**BRIEF:** Write out each of the rows below word for word, with nothing changed.

>> start

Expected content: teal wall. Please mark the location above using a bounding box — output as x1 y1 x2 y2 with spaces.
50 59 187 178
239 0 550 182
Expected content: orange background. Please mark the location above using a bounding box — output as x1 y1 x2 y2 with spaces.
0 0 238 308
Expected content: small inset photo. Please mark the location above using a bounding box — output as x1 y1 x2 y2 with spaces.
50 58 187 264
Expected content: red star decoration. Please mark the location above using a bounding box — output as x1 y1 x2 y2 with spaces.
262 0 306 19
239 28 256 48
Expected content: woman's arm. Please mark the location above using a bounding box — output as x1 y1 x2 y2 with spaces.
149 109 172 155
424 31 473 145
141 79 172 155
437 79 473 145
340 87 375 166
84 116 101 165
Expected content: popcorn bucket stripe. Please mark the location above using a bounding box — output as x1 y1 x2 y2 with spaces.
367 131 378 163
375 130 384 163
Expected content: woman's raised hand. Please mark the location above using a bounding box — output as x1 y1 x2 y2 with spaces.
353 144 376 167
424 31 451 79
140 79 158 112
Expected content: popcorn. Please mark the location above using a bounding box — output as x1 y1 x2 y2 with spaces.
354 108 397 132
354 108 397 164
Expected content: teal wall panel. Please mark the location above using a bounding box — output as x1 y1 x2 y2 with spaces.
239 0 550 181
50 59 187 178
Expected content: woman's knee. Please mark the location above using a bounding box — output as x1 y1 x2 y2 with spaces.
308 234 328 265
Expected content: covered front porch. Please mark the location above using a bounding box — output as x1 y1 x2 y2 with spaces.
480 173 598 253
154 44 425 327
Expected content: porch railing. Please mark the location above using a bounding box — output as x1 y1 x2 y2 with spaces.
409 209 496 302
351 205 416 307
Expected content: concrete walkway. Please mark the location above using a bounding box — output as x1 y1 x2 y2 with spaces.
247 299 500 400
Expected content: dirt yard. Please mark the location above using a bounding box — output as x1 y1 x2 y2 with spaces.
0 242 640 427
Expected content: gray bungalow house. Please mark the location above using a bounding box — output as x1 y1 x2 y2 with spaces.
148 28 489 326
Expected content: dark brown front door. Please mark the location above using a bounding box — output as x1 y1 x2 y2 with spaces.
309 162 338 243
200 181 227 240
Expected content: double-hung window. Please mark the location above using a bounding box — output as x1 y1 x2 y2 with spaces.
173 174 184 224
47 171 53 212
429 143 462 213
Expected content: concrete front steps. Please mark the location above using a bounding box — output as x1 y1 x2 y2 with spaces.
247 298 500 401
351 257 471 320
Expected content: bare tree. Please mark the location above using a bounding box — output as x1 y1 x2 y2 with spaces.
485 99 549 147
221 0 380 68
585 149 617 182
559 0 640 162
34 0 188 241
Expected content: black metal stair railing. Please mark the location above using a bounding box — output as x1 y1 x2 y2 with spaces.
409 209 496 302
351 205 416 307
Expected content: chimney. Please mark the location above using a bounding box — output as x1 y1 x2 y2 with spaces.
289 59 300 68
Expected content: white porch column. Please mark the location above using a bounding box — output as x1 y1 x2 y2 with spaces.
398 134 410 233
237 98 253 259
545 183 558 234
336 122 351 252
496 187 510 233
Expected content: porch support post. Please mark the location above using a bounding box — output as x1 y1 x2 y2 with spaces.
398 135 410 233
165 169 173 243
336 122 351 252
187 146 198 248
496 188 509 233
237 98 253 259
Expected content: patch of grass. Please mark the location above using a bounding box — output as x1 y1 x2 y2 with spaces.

>> end

**ANSWER BELOW:**
Expected content: teal wall. Please mark the location above using a bounding box — output as x1 y1 x2 y2 with spaces.
50 59 187 178
239 0 550 182
Expected content: orange background. Please mark the location above using a bounding box — output as x1 y1 x2 y2 with spaces.
0 0 238 308
Expected content: small inset photo. Please mark the location above using a bounding box — output as x1 y1 x2 y2 with spaces.
50 58 187 264
Expected content: red star decoration. Please mark the location above using a bounding box — output as x1 y1 x2 y2 with spaces.
262 0 306 19
239 28 256 48
Expected content: woman's arm. Please mark the location above using a bounding box — output as x1 y1 x2 y2 with spaces.
149 109 172 155
424 31 473 145
141 79 172 155
437 79 473 145
340 87 375 166
84 116 101 165
Expected content: popcorn bucket stripe. Please mark the location above using a bounding box — output as x1 y1 x2 y2 with spaces.
367 131 378 163
375 130 384 163
Expected content: woman's raised hand. Please mark the location above using a bounding box — output as x1 y1 x2 y2 with spaces.
353 144 376 167
424 31 451 79
140 79 158 112
Expected content: popcorn. Please mark the location above using a bounding box — output as x1 y1 x2 y2 with spaces.
354 108 397 132
354 108 397 164
Expected content: teal wall panel. Please mark the location above using a bounding box — output as x1 y1 x2 y2 with spaces.
239 0 550 181
50 59 187 178
Expected content: woman's knee. Please mark the location above using a bounding box — output as x1 y1 x2 y2 with spaces.
308 234 328 265
Expected content: covered front porch. Please mark the location above using a bounding box — output as x1 y1 x2 y2 with spaces.
480 173 598 253
154 44 425 327
Expected content: porch railing. Please mark the location above using a bounding box — output as x1 y1 x2 y2 with spaces.
409 209 496 302
351 205 416 307
Expected content: concrete walkway. Please mark the location above using a bounding box — output as x1 y1 x2 y2 with spaces.
247 299 500 400
Expected content: dirt yard. Please mark the location above using a bounding box — output as x1 y1 x2 y2 with spaces.
0 242 640 427
Expected content: gray bungalow house. Please mark the location above using a bounding box — output as x1 y1 x2 y2 with spaces.
148 28 489 326
Expected content: dark brown front door. Please mark the location above using a bounding box — output as x1 y1 x2 y2 with spaces.
309 162 338 243
200 181 227 240
Expected content: double-hung window. Please mark the location above using a bounding box — output as x1 y1 x2 y2 with spaces.
173 174 184 224
47 171 53 212
429 143 462 213
Expected content: concrete front steps. Please mark the location above using a bounding box — output as x1 y1 x2 y2 with spaces.
247 298 500 401
351 257 471 320
Expected content: bare tree. Please mark the location above using a bounding box — output as x1 y1 x2 y2 with spaces.
485 99 549 147
221 0 380 68
585 149 617 182
559 0 640 162
34 0 188 241
Expected content: black metal stair railing. Please mark the location above using a bounding box — output as x1 y1 x2 y2 with spaces.
409 209 496 302
351 205 416 307
Expected content: chimney. Please mark the location above using a bounding box — output as x1 y1 x2 y2 with spaces.
289 59 300 68
Expected content: white porch column. Please mark the location above using a bounding box — output as x1 y1 x2 y2 with spaces.
398 134 410 233
237 98 253 259
545 183 558 234
336 122 351 252
496 187 510 233
Expected content: porch support post. Please mark the location above using a bounding box — output as x1 y1 x2 y2 with spaces.
398 135 410 233
165 169 173 243
336 122 351 252
187 146 198 248
496 188 509 233
237 98 253 259
Expected content: patch of grass. Please mark the location above using a bounding box — output as x1 y1 x2 y2 with spaces.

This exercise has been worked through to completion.